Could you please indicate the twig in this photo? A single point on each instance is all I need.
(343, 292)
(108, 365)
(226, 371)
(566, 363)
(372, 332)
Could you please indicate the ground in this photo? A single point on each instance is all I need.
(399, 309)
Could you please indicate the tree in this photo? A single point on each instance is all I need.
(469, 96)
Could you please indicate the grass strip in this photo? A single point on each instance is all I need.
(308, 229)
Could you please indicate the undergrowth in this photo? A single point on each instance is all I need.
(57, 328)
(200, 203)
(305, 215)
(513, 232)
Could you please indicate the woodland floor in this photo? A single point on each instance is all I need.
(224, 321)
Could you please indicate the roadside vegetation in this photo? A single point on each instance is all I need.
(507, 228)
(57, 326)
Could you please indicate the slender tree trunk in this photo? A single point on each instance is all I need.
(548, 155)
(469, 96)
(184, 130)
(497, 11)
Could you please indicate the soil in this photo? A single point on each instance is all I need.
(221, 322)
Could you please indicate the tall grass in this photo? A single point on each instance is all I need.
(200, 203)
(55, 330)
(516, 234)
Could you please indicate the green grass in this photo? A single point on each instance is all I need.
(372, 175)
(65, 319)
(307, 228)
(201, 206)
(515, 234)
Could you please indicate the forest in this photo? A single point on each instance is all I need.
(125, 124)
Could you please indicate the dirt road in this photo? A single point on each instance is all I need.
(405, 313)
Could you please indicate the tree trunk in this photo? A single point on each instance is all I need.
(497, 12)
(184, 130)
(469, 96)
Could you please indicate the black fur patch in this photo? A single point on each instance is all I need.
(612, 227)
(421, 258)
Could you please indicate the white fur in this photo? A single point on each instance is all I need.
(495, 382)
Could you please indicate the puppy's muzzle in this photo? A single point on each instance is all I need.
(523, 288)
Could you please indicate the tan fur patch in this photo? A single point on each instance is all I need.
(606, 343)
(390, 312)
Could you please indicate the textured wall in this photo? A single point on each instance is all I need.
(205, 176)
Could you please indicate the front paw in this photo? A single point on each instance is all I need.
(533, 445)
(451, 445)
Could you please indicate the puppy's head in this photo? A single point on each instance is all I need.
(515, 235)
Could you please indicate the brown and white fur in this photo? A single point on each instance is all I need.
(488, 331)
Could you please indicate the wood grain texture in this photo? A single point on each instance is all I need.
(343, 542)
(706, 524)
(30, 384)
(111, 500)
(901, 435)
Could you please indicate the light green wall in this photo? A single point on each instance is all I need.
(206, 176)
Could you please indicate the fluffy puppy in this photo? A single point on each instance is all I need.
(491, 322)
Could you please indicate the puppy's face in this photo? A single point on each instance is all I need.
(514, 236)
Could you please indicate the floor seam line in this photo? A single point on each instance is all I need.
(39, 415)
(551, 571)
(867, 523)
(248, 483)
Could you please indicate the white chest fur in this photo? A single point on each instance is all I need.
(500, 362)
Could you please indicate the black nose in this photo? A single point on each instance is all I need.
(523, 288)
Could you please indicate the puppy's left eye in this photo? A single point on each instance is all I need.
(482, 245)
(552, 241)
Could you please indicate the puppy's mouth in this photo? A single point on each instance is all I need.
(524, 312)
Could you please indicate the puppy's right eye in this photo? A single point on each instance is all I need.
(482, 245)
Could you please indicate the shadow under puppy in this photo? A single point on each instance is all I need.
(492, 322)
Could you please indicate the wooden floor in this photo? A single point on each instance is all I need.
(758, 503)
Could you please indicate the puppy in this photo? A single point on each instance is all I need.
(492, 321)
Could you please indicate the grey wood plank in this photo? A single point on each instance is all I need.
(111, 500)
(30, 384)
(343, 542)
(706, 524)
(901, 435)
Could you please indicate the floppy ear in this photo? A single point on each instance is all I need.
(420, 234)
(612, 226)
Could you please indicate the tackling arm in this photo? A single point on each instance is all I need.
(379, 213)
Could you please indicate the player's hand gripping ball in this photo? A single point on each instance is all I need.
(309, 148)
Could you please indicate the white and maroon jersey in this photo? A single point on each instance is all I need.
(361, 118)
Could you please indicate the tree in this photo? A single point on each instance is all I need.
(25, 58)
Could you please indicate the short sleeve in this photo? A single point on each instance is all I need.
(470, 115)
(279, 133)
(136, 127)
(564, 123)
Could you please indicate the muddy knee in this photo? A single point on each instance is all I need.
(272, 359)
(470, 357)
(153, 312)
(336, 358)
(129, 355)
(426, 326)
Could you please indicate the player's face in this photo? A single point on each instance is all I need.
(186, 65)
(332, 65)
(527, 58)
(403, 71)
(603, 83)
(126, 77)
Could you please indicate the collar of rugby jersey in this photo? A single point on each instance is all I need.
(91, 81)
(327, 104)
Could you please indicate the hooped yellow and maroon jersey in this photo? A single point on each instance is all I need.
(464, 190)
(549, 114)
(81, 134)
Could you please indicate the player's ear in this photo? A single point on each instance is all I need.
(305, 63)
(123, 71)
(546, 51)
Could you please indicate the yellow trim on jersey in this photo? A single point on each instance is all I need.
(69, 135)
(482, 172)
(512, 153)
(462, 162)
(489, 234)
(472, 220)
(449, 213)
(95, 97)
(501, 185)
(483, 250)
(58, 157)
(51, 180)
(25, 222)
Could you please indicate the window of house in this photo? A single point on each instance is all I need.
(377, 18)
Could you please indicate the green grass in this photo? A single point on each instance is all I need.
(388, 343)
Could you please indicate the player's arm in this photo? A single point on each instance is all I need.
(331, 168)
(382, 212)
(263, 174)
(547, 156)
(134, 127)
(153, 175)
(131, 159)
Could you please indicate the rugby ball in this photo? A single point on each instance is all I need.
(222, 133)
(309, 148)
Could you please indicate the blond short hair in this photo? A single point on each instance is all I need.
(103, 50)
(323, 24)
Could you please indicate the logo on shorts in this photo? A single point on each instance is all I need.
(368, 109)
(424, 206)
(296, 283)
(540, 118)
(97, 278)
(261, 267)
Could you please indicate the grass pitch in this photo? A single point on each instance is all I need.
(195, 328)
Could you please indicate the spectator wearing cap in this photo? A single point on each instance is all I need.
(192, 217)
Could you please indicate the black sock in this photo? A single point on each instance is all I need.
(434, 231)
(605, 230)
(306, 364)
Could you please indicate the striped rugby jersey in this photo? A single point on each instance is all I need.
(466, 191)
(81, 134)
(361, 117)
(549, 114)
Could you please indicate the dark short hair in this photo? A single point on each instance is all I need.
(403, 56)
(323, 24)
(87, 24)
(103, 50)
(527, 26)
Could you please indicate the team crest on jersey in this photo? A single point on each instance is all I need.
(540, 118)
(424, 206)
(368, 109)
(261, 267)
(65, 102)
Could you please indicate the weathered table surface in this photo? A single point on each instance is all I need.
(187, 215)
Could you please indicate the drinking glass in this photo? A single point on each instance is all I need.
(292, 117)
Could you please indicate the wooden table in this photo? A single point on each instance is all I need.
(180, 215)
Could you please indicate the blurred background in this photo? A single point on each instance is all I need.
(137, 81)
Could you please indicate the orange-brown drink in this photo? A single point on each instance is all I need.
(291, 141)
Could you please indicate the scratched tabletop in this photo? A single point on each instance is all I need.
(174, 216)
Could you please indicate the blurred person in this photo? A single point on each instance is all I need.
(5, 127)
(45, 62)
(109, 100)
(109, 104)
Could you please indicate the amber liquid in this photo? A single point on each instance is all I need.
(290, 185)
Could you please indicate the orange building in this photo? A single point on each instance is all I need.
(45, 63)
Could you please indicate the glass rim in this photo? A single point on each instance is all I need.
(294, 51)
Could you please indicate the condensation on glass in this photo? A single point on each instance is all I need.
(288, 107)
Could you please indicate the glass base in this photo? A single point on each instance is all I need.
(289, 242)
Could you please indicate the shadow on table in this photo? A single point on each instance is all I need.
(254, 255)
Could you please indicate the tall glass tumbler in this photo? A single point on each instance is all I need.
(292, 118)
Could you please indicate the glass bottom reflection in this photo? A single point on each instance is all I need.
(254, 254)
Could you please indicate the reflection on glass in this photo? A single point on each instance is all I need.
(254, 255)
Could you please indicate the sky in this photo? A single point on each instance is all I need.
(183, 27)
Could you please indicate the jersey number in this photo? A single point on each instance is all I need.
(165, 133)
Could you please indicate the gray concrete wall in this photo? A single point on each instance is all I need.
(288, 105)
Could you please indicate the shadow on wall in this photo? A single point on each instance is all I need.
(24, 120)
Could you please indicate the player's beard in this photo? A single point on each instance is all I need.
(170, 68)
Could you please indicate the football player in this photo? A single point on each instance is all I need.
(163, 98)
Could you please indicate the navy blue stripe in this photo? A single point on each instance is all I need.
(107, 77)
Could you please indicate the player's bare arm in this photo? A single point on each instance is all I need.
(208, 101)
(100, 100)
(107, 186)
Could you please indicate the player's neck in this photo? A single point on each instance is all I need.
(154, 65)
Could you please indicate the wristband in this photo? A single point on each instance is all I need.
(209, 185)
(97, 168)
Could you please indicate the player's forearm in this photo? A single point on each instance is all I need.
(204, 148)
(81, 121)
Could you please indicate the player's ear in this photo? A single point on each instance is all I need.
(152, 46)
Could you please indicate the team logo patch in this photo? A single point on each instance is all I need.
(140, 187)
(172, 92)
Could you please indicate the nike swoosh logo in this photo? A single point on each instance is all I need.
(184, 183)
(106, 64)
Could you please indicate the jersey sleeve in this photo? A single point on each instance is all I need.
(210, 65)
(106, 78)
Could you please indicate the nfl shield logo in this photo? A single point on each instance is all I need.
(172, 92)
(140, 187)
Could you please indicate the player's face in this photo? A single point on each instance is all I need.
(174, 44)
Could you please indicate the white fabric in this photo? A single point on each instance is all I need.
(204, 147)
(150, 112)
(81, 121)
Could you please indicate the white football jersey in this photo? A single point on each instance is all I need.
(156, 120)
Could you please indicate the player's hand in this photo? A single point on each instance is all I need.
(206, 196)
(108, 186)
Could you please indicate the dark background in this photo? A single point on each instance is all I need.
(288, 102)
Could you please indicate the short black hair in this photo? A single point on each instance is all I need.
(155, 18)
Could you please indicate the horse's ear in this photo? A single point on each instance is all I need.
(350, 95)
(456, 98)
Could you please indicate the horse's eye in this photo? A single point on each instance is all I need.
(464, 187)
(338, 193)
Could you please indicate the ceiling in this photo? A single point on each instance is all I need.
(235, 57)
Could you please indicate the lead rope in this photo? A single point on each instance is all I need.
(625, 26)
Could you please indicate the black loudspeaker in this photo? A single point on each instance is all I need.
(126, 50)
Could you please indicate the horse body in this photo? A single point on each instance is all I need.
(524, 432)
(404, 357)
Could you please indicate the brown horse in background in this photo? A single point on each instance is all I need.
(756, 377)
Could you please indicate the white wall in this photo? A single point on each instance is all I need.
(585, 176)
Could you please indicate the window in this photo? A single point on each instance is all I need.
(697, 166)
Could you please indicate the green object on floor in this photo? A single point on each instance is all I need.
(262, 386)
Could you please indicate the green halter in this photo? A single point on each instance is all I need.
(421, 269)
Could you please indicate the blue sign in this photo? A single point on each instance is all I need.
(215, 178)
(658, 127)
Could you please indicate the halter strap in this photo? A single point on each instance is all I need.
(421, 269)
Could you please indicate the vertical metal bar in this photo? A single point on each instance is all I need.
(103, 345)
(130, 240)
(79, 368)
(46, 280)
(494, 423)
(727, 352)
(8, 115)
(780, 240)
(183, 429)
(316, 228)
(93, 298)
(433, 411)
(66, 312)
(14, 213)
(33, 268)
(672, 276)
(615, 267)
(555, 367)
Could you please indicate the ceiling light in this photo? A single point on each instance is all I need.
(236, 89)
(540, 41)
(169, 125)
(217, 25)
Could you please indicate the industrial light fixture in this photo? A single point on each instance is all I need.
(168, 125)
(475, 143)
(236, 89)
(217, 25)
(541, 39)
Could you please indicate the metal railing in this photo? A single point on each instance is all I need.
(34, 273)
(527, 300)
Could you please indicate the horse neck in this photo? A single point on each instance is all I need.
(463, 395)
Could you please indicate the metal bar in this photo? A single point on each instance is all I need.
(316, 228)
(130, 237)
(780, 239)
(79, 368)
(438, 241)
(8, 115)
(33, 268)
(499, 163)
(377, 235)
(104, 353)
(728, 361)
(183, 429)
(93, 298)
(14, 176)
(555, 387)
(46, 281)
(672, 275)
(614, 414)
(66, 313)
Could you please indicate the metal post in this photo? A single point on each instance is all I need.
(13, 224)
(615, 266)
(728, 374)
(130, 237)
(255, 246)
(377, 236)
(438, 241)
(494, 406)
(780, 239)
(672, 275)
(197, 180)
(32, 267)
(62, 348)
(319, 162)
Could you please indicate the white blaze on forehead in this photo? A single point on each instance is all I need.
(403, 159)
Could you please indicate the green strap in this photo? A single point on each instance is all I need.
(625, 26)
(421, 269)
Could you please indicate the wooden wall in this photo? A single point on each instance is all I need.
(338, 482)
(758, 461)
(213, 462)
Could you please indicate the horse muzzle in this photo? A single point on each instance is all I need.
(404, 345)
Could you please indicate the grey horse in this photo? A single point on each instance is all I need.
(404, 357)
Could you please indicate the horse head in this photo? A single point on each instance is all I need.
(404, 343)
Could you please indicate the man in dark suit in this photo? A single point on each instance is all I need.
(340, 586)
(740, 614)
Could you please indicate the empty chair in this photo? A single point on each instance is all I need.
━━━━━━━━━━━━━━━━━━━━━━━━━━━━━━
Short task: Find "Could you please indicate the wooden wall" in the data above, then repeat that line and all lines after it exactly, ending with the final line.

Solved problem:
Could you please indicate the wooden wall in this photo? A single point on each instance is all I need.
(338, 482)
(758, 461)
(213, 462)
Could you please indicate the horse muzzle in this photo? A single point on each instance is all I need.
(404, 345)
Could you please indicate the grey horse in this photo? A single point on each instance is all I need.
(404, 357)
Could you please indicate the horse head in this photo? A single point on each instance is all I need.
(404, 343)
Could you please indicate the man in dark suit in this photo? A single point on each instance is all I need.
(340, 586)
(740, 614)
Could you please indicate the empty chair in this photo? A single point on each instance is all I need.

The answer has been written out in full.